----- Listed records
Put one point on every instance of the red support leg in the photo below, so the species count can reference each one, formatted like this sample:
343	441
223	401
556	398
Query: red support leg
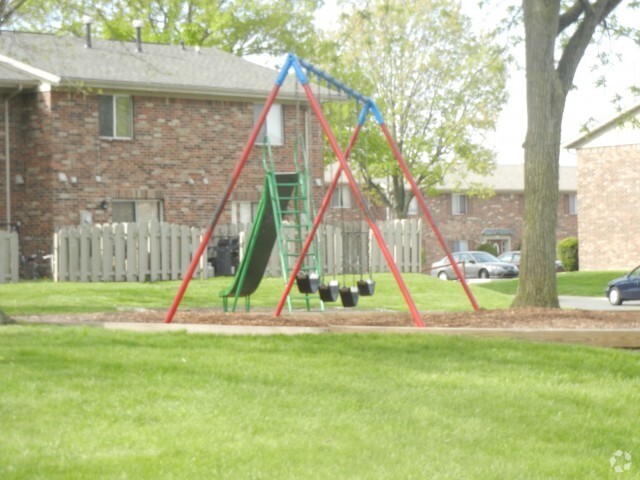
225	197
363	206
425	210
314	229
----------
What this task involves: Repeat the entries above exactly as written, but not their pictures.

Your solution:
Put one point on every instance of the red support leg in the photo below, so the species count can reference each one, formatted like this sample:
343	441
223	401
556	398
Query: red support leg
225	197
363	206
425	210
314	229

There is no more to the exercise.